» What to work on
Copy out, word for word, the stretch of rows from the line containing "Point out the red rolling" through the line containing "Point out the white shorts", including both of those lines.

» Given data
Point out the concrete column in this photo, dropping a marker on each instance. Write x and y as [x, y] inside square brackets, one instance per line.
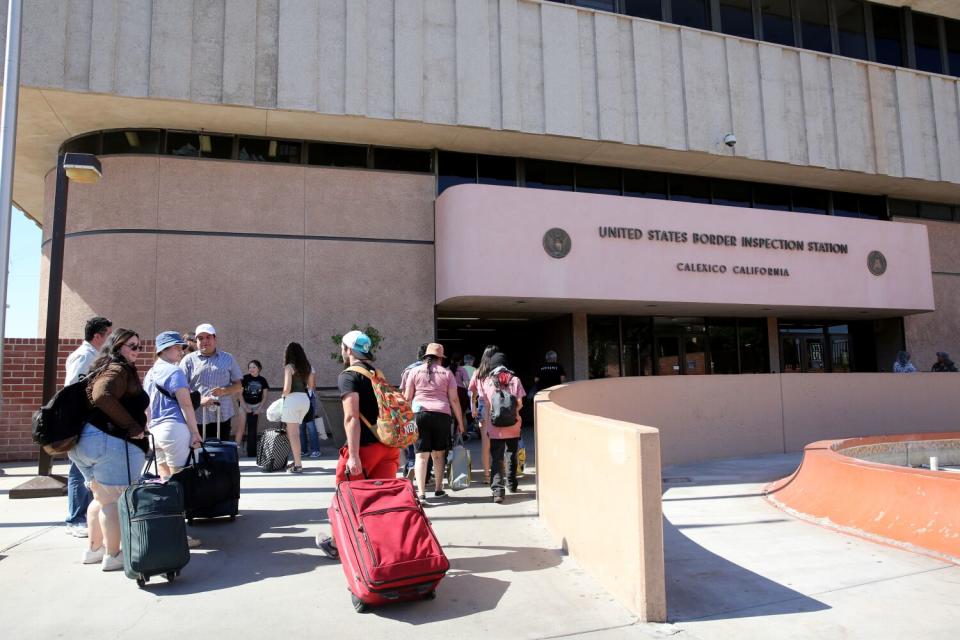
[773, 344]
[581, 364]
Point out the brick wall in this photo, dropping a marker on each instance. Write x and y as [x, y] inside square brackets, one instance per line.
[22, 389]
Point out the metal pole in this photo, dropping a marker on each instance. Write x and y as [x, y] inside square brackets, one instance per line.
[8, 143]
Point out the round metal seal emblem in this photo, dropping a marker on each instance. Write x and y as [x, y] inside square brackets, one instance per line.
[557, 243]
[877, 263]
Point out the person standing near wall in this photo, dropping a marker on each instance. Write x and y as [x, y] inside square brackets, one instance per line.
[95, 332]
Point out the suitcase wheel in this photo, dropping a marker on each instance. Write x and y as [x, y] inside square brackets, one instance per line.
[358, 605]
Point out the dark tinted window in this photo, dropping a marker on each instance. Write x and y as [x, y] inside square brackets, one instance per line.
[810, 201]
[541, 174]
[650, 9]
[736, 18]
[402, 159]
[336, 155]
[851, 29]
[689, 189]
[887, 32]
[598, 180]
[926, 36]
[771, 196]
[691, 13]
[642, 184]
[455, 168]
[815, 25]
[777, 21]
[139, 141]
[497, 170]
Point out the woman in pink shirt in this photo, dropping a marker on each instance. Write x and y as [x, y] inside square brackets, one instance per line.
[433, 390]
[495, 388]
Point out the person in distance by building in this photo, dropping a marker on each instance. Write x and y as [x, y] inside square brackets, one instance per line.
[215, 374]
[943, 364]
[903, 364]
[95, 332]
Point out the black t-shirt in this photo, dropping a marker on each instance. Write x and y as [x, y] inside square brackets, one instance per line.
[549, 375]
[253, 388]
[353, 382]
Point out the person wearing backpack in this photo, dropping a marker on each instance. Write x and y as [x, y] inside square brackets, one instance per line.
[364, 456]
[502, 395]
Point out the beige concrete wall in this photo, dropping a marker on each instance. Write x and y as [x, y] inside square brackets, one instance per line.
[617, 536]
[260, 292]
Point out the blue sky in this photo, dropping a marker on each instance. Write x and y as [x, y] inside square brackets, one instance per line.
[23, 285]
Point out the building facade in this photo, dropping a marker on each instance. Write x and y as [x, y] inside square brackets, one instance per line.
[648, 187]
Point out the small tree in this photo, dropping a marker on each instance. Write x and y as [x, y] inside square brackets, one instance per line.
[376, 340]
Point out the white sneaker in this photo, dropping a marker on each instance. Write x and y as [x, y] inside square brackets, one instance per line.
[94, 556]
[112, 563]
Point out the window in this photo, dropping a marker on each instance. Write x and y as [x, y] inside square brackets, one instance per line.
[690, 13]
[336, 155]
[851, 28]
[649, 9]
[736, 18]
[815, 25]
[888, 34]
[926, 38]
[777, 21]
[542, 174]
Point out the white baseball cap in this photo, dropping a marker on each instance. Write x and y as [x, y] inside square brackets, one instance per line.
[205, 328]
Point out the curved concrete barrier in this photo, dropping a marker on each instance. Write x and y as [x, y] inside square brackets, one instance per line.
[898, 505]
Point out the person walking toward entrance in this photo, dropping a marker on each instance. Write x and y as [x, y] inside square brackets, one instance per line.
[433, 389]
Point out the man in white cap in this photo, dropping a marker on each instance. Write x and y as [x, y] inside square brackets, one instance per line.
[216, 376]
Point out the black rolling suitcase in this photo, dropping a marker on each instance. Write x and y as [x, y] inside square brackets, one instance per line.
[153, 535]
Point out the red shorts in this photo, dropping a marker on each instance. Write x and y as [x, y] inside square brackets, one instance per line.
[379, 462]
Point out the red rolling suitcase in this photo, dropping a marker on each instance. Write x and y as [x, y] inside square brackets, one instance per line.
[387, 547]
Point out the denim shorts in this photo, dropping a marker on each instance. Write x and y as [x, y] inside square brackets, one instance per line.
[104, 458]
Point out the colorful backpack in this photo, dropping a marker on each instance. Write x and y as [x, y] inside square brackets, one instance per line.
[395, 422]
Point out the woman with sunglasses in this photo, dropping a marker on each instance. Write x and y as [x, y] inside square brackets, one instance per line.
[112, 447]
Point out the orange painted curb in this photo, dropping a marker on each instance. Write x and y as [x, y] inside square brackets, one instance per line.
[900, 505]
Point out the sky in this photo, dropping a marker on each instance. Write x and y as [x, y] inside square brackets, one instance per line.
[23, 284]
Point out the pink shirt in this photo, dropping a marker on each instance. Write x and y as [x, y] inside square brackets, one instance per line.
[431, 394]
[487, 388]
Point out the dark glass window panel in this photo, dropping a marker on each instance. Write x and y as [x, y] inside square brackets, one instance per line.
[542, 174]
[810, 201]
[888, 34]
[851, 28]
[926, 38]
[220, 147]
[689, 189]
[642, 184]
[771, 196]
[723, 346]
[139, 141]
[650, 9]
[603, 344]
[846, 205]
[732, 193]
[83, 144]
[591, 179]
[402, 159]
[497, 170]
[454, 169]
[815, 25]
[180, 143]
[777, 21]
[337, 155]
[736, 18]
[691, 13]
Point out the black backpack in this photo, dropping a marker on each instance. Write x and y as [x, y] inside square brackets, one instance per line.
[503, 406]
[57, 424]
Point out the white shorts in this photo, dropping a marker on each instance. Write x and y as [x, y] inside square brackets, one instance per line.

--

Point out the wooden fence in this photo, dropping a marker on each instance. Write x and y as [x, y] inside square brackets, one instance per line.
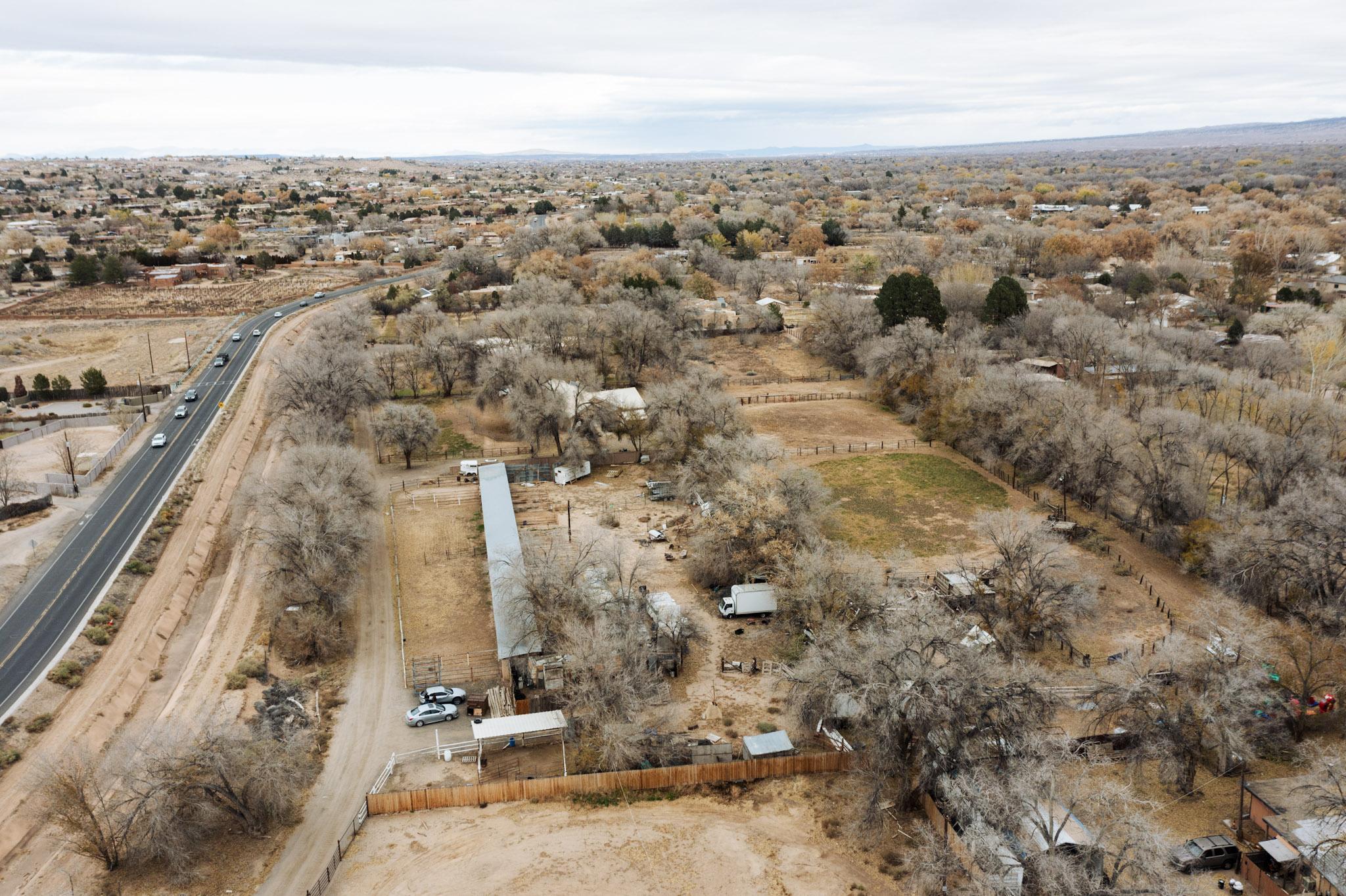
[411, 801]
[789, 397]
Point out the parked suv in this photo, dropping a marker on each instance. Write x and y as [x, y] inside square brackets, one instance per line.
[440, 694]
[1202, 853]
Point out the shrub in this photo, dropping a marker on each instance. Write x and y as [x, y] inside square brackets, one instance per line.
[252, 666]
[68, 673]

» Solution for this task
Point out the red rolling suitcase in this photo, dropping a marker on each instance. Write x and y as [x, y] inside square brackets, one instance per line.
[387, 547]
Point out the denim shorts in this photo, dropping a marker on each instance. Write x and y as [x, y] inside square brackets, one instance per line.
[104, 458]
Point out the colorful backpack in this photo, dropping a marker on each instance. Write x and y as [x, y] inside square brackets, one instance per line.
[395, 422]
Point out the woman with sunglasses in this photo, dropping a marker on each instance. Write x and y as [x, y] inside square brackets, one instance per line.
[112, 447]
Point out the orange painted curb in this photo, dropping a marker on each instance. Write x and y as [x, y] inside square brackets, one instance per line.
[900, 505]
Point out the sky in this photo, dropping a marker on each instance. Write x and y as [x, y] inside square brackets, one instance per line.
[23, 284]
Point out the pink shirt in this photo, dropping a marker on each instance. Write x and y as [x, y] inside square brackets, one instance per line.
[431, 394]
[487, 388]
Point out the dark glass window panel in this photo, dropping a marker on each instance. Write x and y as [x, y] inside square brackets, one instance per line.
[542, 174]
[810, 201]
[888, 34]
[851, 28]
[926, 38]
[220, 147]
[689, 189]
[642, 184]
[771, 196]
[723, 346]
[139, 141]
[650, 9]
[603, 344]
[846, 205]
[732, 193]
[83, 144]
[591, 179]
[402, 159]
[497, 170]
[454, 169]
[815, 25]
[180, 143]
[777, 21]
[337, 155]
[736, 18]
[691, 13]
Point out the black backpack in this photo, dropping a marker on each instance. Write x and y as [x, y] inside square brackets, one instance per line.
[503, 406]
[57, 424]
Point out the white shorts in this photo, dropping a marker on each instance. Write x and y as [x, y] inside square brackets, one instance per line.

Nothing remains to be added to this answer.